Copy the lines verbatim, beginning with the line that contains "purple t-shirt for player-tracking calibration." and continuing through the end of the data, and only those lines.

━━━━━ Given information ━━━━━

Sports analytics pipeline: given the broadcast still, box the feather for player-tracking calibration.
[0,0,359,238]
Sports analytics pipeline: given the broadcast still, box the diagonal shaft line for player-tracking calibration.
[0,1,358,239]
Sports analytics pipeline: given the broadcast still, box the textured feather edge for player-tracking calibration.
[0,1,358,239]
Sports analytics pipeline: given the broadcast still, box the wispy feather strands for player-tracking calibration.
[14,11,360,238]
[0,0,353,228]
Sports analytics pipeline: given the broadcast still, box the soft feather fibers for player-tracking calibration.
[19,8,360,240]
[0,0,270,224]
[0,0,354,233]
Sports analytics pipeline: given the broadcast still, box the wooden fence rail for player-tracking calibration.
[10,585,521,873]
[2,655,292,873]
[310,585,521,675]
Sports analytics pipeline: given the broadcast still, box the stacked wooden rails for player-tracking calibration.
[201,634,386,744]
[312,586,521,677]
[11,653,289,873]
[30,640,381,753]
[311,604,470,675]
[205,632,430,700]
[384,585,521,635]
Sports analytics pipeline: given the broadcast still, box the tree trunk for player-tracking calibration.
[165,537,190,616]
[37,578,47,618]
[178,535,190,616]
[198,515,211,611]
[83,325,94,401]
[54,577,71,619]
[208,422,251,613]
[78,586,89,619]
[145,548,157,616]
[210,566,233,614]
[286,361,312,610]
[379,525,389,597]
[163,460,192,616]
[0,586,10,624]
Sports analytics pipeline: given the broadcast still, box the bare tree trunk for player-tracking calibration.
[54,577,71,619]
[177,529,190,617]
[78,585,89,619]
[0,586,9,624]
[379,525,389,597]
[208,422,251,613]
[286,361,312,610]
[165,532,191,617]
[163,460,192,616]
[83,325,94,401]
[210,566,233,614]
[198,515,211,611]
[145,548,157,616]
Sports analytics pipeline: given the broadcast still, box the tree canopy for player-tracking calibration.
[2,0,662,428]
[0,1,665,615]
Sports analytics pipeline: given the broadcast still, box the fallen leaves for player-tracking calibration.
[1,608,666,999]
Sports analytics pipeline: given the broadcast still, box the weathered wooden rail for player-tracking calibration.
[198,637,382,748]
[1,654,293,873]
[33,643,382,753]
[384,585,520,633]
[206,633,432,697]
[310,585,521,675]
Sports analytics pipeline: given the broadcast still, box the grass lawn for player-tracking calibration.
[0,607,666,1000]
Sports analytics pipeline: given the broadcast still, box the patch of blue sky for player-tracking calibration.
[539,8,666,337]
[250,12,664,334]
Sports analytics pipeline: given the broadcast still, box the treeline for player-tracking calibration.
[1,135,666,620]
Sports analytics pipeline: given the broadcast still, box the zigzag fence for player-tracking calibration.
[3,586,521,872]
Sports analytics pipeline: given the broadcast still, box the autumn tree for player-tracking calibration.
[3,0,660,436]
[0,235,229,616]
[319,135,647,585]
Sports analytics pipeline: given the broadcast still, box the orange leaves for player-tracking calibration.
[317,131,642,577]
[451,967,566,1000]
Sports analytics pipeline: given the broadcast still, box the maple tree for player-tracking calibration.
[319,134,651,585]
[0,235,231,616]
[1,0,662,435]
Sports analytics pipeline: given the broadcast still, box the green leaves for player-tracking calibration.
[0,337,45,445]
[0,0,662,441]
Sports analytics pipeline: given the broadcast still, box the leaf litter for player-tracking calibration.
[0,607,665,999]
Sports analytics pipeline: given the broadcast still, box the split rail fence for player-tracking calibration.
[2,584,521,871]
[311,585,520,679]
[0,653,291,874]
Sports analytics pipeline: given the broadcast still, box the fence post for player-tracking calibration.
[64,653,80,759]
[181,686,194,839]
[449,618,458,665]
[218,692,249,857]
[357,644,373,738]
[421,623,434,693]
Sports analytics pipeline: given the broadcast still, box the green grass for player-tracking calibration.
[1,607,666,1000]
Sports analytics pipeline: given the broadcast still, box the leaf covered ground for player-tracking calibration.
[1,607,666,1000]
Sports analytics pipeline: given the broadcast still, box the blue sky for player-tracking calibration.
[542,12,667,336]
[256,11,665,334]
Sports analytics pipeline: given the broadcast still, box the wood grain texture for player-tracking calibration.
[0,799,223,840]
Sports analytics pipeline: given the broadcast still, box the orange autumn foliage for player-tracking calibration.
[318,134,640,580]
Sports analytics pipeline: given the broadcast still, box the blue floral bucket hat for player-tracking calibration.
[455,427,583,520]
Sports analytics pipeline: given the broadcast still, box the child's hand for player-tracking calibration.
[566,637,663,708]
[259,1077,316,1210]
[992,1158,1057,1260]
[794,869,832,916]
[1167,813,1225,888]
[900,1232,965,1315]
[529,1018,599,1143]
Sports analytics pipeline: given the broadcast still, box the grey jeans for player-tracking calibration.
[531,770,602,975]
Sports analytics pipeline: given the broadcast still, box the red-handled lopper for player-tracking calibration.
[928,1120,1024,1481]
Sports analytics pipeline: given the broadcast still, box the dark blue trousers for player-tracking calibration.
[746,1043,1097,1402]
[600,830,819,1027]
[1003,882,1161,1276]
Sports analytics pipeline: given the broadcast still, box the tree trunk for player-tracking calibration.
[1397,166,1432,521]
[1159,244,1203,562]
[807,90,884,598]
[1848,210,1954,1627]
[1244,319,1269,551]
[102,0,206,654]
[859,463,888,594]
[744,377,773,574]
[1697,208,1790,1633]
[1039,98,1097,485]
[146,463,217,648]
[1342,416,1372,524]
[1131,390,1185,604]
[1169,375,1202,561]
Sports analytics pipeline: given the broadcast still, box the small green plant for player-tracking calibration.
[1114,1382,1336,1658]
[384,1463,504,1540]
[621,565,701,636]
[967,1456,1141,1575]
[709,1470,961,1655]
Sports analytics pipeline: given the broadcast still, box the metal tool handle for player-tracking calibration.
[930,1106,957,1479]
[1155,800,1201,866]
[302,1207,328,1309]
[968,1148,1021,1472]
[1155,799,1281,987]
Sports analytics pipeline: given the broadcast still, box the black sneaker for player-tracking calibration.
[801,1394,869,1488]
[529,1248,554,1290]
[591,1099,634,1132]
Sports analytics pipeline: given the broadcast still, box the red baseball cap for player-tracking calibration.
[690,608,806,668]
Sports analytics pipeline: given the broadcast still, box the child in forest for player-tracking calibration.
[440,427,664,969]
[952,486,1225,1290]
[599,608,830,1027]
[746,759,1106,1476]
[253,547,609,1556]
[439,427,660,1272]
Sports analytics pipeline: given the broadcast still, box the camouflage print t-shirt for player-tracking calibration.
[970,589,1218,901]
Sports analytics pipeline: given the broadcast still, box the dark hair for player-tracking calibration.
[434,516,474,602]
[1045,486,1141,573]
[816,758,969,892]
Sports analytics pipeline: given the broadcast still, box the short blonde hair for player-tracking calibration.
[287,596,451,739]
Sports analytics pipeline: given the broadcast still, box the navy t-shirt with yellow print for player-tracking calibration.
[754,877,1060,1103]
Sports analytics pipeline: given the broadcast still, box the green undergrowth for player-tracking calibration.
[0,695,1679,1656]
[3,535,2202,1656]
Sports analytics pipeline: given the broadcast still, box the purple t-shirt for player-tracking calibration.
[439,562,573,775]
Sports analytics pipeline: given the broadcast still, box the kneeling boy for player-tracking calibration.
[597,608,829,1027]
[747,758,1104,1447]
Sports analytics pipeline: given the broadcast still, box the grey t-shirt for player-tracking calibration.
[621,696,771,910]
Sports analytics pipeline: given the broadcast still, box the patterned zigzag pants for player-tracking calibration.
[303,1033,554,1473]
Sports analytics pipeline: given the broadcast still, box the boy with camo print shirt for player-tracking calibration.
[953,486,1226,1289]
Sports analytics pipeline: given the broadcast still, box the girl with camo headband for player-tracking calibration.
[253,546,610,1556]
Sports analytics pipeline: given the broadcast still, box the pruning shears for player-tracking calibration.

━━━━━

● **Answer below**
Sports analytics pipeline: given the broadcast still, box the purple t-shirt for player-tracking calibration.
[439,562,573,775]
Sports analytics pipeline: given the broadcast still, box the kneeling boy for player-tracking calibration.
[597,608,829,1027]
[747,758,1104,1447]
Sports analytics pipeline: given the broadcast still, box the grey t-shirt for player-tracking calibration.
[621,696,771,910]
Sports analytics pipeline: given the broadcast still, box the patterned zigzag pants for player-tracking calibration.
[303,1033,554,1473]
Sports analytics pipeline: given the broadcast still, box the boy with camo print shirt for player-tracking calibration.
[953,486,1226,1289]
Sports analytics pipeline: given the broadcast still, box the girl with camo headband for player-tracking calibration.
[253,546,610,1556]
Sports analytics pipeline: given the broadcast still, box the pruning shears for player-tracking calibration.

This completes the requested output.